■ **SELECTED TEXT**
=== Begin Enclosure ===
Measuring ROI: Lower Development Costs

One of the first, and most obvious steps, in measuring the ROI of your AutoML investment is to measure the changes in capacity for your team. However, how exactly do you achieve that? Most organizations have a relatively good measure of how long it takes (on average) to complete a data science project. For most businesses, the most complicated – and time-consuming – part of the process is known as feature engineering. During feature engineering, your team must carefully assemble fields from different tables, often sourced from multiple systems – and use statistical means to create “feature tables.” Tables of data that will be iteratively processed by machine learning algorithms to evaluate which features work best with appropriate models.

With the right data science automation platform, your team might be able to reduce its average development life-cycle from three months to as little as three days. When calculating on a “man-day” basis, a three-month project lifespan means sixty person-days worth of effort (20 working days per month x 3 months). Measuring the productivity gains achieved through automation, the team in this example has decreased development life-cycles by 20X (60 days / 3 days). To monetize this return, measure the “average cost” of your data science team in terms of salary, and you’ll quickly see how fast your investment will be paid back. Let’s assume in our example that we have 5 team members with an average annual salary of $150,000 per team member – that means a daily rate of $3,125. An AutoML platform, in this example, you would be saving seventeen days’ worth of development, a savings of $53,125 just on the first project!
=== End Enclosure ===
■ **WORK INSTRUCTION 1**
In the text on measuring AutoML ROI, which part of the data science process is the most complicated and time-consuming for most businesses?
■ **WORK INSTRUCTION 2**
From the text on measuring AutoML ROI, extract the passage starting at "One of the first, and" and ending at "with appropriate models.".

■ **DATA PROVIDED**
=== Begin Enclosure ===
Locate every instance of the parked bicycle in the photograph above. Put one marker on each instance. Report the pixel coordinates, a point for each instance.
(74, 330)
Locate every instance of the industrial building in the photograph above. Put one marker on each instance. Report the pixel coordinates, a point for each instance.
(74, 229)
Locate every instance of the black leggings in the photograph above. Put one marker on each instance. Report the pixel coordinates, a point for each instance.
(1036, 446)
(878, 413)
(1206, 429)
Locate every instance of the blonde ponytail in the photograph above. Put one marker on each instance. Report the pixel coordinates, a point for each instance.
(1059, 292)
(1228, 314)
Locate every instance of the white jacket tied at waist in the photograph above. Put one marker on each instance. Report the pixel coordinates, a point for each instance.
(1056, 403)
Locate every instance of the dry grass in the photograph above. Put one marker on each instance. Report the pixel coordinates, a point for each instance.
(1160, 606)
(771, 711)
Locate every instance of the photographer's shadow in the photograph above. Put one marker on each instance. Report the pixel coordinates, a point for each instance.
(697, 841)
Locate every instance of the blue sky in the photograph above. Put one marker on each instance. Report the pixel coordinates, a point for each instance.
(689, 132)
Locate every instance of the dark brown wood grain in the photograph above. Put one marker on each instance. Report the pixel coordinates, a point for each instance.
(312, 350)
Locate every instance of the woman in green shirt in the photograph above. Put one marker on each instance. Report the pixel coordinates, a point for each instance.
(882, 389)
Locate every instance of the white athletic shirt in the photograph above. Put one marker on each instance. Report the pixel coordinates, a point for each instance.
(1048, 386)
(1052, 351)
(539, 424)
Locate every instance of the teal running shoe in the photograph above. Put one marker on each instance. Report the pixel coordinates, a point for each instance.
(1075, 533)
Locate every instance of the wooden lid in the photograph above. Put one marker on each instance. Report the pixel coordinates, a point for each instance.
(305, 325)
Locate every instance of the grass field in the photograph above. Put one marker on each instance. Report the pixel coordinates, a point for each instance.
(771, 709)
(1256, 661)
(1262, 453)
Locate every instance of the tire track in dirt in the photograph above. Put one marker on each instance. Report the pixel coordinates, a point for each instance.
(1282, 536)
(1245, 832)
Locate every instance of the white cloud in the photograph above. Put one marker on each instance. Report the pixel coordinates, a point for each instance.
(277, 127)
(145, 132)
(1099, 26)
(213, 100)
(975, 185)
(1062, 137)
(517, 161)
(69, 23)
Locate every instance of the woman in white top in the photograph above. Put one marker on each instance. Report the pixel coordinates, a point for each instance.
=== End Enclosure ===
■ **YOUR RESPONSE 1**
Feature engineering.

■ **YOUR RESPONSE 2**
One of the first, and most obvious steps, in measuring the ROI of your AutoML investment is to measure the changes in capacity for your team. However, how exactly do you achieve that? Most organizations have a relatively good measure of how long it takes (on average) to complete a data science project. For most businesses, the most complicated – and time-consuming – part of the process is known as feature engineering. During feature engineering, your team must carefully assemble fields from different tables, often sourced from multiple systems – and use statistical means to create “feature tables.” Tables of data that will be iteratively processed by machine learning algorithms to evaluate which features work best with appropriate models.